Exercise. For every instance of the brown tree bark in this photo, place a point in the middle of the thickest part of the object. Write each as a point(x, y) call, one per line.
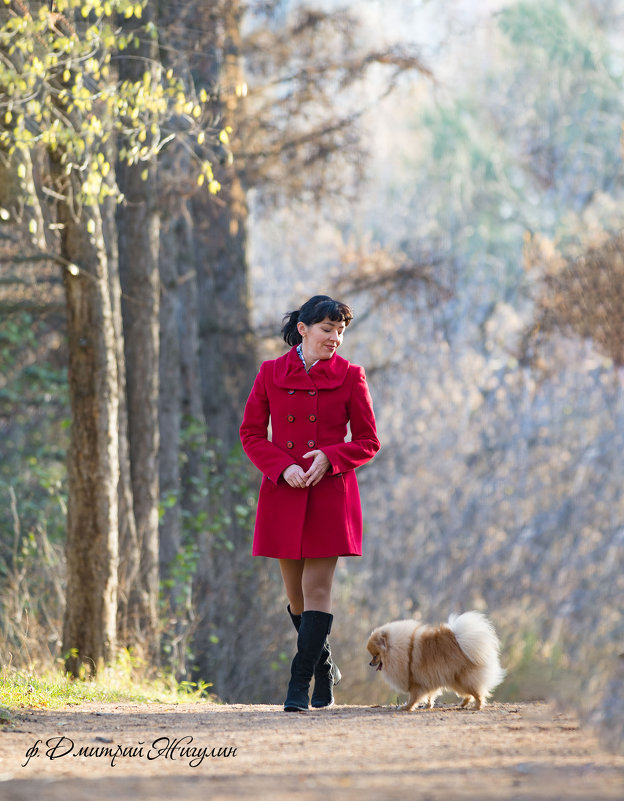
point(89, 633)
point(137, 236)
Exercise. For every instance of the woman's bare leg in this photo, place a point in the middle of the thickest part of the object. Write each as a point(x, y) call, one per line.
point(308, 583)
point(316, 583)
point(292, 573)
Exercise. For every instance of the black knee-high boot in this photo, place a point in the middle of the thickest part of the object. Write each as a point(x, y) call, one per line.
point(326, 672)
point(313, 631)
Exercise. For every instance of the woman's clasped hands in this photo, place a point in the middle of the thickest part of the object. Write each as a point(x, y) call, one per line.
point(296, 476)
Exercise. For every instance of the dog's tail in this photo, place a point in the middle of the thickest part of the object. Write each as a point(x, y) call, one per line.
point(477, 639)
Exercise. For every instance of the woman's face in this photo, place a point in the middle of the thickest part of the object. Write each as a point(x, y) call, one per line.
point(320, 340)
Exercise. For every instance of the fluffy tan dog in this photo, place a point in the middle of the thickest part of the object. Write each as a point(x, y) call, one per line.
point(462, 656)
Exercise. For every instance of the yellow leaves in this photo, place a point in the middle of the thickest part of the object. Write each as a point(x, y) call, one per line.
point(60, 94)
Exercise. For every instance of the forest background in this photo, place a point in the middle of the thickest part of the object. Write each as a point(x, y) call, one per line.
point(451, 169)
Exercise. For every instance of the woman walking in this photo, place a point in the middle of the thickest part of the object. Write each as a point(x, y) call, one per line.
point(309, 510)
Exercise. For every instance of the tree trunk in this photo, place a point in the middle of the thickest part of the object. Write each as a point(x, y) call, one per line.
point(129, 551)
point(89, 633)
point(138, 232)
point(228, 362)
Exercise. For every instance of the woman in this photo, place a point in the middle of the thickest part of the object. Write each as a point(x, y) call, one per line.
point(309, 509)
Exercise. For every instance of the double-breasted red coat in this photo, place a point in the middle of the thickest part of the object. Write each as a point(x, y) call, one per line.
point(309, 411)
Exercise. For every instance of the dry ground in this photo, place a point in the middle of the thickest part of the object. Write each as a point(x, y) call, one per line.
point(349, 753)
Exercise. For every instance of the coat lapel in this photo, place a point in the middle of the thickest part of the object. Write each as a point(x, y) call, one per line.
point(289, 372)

________________

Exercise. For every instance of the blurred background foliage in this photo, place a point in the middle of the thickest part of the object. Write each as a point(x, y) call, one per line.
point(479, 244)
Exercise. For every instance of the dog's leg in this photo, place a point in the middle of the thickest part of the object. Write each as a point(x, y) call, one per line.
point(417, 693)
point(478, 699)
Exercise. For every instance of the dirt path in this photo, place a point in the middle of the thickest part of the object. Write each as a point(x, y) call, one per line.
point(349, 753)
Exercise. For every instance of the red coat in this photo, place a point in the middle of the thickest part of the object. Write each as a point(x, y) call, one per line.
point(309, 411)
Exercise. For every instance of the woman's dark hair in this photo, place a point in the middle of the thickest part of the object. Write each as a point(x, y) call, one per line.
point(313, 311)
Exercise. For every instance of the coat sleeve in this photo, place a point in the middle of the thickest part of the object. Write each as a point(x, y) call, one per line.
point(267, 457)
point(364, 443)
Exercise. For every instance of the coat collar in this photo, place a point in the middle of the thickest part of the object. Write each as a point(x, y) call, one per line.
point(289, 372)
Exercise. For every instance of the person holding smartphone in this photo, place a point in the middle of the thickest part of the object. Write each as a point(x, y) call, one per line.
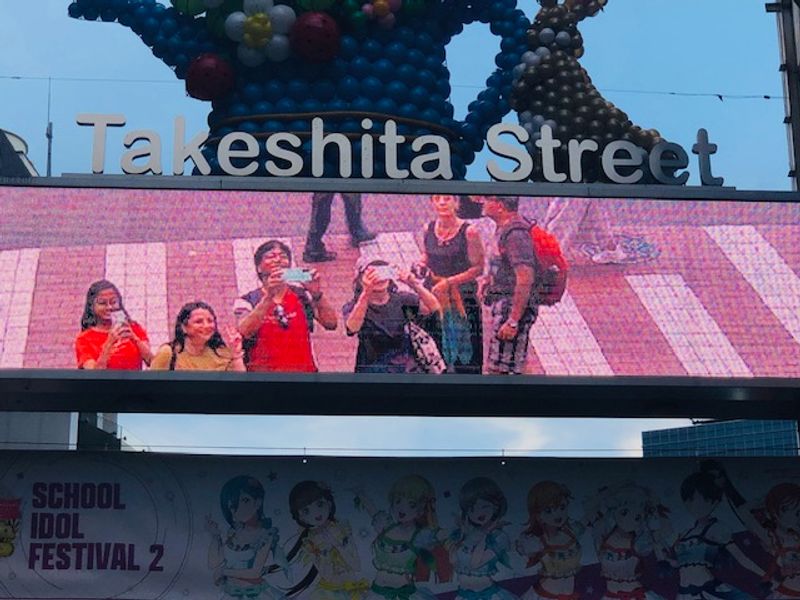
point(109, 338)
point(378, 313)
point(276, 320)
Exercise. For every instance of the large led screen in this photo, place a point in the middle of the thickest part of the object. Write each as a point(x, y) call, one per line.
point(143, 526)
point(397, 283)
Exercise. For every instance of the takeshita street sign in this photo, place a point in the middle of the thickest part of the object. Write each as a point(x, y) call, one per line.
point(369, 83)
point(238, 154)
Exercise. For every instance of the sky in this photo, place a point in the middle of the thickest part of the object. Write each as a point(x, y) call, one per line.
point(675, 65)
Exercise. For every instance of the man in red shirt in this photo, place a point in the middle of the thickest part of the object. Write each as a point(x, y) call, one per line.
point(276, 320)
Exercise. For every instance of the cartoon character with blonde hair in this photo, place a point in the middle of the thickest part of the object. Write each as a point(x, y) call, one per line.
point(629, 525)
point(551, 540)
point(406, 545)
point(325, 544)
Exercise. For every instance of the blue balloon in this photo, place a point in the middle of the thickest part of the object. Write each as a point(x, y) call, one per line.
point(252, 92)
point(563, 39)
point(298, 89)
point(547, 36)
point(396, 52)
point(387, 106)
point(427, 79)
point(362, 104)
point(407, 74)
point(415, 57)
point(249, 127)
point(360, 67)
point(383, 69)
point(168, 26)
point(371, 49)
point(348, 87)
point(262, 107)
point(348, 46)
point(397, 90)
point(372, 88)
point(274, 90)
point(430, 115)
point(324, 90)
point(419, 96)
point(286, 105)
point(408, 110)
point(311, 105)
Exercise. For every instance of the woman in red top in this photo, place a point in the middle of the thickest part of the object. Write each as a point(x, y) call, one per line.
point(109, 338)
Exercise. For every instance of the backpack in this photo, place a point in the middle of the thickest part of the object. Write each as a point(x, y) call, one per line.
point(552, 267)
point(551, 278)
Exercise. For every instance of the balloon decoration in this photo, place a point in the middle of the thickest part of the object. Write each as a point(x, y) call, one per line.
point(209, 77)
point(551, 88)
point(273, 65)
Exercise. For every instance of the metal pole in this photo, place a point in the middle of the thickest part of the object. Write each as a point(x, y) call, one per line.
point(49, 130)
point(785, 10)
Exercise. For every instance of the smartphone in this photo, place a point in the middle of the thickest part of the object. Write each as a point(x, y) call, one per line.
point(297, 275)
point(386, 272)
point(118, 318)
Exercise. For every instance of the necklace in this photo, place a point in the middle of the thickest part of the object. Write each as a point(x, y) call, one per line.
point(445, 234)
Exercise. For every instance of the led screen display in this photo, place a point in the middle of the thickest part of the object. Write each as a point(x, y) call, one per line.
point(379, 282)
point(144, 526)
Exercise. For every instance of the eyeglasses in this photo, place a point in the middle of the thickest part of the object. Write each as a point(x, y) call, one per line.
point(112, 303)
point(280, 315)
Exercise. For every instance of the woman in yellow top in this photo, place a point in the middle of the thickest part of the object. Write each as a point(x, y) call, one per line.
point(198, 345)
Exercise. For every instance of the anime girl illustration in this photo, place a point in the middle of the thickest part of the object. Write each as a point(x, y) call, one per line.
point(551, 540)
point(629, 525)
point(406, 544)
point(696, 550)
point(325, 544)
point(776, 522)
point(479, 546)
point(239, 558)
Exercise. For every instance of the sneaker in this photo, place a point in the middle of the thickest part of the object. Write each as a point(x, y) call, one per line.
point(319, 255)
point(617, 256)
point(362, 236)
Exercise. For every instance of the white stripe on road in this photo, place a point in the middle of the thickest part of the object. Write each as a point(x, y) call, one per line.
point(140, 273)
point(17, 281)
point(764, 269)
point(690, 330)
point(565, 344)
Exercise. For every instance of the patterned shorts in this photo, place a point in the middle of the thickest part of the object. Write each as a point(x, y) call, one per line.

________________

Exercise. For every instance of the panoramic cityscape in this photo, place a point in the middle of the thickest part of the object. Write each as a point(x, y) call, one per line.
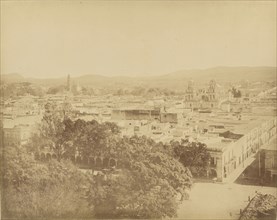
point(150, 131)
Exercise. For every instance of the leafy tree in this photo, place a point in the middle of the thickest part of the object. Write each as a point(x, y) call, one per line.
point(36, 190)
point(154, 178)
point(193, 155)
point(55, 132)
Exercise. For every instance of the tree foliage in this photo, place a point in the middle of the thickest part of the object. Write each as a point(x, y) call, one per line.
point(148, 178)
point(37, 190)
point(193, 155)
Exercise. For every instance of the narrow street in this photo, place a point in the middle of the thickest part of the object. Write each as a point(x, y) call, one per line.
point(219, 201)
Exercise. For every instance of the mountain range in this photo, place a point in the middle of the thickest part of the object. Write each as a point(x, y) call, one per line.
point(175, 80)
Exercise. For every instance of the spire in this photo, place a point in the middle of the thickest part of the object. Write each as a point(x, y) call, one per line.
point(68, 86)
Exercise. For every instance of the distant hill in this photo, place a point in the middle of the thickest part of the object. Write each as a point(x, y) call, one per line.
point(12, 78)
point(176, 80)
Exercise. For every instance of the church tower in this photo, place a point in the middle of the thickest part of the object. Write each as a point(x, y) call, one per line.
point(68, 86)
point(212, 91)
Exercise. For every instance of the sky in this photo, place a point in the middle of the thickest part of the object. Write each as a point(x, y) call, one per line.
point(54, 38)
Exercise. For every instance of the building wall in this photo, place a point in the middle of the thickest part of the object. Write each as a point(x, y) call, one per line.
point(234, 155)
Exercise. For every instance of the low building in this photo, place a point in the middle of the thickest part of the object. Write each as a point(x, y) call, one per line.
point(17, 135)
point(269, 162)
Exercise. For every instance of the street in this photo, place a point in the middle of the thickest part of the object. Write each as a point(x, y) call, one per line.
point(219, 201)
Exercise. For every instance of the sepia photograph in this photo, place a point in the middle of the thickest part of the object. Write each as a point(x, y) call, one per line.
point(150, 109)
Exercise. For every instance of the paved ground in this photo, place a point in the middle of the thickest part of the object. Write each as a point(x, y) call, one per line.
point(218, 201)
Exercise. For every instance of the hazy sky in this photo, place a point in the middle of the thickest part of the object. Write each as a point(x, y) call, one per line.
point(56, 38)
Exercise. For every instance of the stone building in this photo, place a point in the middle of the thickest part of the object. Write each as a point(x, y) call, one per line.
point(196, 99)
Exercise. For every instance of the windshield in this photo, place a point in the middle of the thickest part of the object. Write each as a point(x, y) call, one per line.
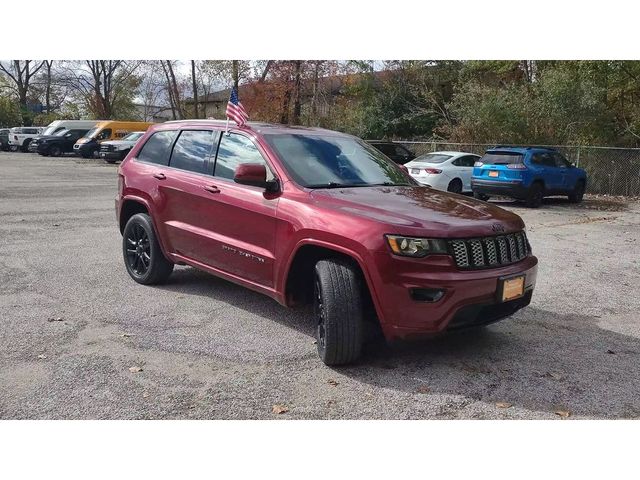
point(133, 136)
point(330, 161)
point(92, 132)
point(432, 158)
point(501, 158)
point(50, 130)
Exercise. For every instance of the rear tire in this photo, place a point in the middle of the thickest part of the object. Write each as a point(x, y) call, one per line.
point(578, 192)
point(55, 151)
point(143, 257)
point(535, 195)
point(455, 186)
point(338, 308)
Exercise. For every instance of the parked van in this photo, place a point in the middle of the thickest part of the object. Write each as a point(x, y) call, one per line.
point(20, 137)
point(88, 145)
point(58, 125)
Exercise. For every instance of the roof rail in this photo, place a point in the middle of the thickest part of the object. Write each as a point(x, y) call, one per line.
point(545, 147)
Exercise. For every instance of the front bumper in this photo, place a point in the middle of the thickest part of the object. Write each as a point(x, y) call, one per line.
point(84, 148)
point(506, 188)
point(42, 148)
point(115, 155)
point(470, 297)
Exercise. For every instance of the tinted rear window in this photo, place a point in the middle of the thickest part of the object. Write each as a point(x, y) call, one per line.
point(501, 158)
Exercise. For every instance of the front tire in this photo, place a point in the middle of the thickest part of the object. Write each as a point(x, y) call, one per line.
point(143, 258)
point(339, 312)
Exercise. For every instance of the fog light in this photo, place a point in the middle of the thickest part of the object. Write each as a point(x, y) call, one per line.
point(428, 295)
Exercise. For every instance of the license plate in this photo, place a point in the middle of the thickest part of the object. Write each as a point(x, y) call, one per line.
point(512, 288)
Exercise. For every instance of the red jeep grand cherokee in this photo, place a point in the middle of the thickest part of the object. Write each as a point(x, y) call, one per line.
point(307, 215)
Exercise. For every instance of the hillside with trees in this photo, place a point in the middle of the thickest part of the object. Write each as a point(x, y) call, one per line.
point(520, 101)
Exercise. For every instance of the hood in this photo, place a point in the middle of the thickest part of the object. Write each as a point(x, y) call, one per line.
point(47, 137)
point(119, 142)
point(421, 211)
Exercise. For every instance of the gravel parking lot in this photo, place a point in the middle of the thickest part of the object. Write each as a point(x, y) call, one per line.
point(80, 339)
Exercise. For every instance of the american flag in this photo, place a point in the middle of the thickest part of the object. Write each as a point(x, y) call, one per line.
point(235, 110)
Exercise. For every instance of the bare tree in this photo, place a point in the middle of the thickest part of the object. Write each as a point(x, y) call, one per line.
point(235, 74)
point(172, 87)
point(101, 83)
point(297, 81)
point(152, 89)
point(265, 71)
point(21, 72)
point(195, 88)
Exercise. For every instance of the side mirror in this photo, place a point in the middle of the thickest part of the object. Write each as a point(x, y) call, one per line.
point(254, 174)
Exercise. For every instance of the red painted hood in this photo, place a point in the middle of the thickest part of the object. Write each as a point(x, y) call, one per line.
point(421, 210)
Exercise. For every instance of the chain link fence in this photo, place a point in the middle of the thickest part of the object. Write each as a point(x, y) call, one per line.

________________

» EXERCISE AIM: Repeat the material word for word, from the line that contains "Exercise. For every instance of the brown" through the line that contains "point(451, 169)", including both of those lines. Leave the pictures out.

» RESPONSE:
Exercise. For every instance of the brown tree bark in this photo, place a point in the middle of the thickest part of the object. Write each as a point(x, y) call, one per line.
point(89, 633)
point(137, 236)
Exercise. For every instance of the woman's bare leg in this photo, place a point in the middle of the thickest part of the object. Write each as a point(x, y) call, one per line.
point(308, 583)
point(316, 583)
point(292, 573)
Exercise. For every instance of the black knee-high boot in this photo, place a point in the middle of the thickest part of the object. Write each as a point(x, y) call, one per line.
point(326, 672)
point(313, 631)
Exercise. For every instance of the woman's clasped hands in this photo, place a point in the middle of the thickest part of the object. Write each as a point(x, y) call, one per line.
point(296, 476)
Exercise. For every instance of the dog's tail in this photo, place a point in the middle of the thickest part of the object. Write each as a point(x, y) call, one per line.
point(477, 639)
Exercise. For every instance of the woman's face in this photo, place a point in the middle of the thickest part of the object. Write each as a point(x, y) call, one per line.
point(320, 340)
Exercise. For every instance of the fluffy tan dog in this photo, place a point in the middle of the thickest part of the object. Write each as a point(x, y) call, one per line.
point(462, 656)
Exercise. For every instance of the yellow leaves in this photo, place a point in the middle of the thickest part of the object. Write each as a point(x, y) call, one per line.
point(60, 94)
Exercise. For every instance of the forest background in this photo, place a point in the middle of the thickest part of the object. Write each as a point(x, y) call, one per line.
point(451, 169)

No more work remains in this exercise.